**What is being asked:** Rewrite the data from its first line through the line containing "[(70, 171)]", putting "place a point" wherever "drop a dot" appears and keeping everything else the same.

## begin Material provided

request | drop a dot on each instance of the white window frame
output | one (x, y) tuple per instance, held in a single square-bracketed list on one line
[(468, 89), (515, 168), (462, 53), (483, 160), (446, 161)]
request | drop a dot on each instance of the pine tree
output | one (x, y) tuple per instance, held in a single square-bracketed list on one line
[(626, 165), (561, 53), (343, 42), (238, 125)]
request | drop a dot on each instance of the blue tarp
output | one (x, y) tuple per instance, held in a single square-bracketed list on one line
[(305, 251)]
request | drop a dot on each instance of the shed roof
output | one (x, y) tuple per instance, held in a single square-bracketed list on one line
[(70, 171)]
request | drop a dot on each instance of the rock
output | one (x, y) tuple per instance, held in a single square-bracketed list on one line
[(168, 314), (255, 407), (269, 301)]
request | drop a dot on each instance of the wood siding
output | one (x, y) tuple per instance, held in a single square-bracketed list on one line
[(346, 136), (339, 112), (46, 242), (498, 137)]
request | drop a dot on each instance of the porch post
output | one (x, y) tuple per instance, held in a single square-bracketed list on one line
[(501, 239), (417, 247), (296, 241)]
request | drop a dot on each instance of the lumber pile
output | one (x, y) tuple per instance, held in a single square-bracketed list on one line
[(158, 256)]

## end Material provided

**Finished exercise:**
request | place a point on each instance of the white window frame
output | one (x, y) tuple per instance, held in a single square-bracketed list on one line
[(468, 89), (515, 168), (462, 53), (483, 160), (446, 161)]
request | place a point on each instance of the pine tree
output | one (x, y) tuple per instance, held in a single square-bracketed list on one line
[(626, 165), (561, 53), (343, 42), (238, 125)]
request | place a point on each instance of the blue tarp
output | one (x, y) tuple per instance, held in a single square-bracketed list on one line
[(305, 251)]
request | place a point on each instance of the shed roof
output | one (x, y) tuple per instance, held in a single square-bracketed list on one line
[(70, 171)]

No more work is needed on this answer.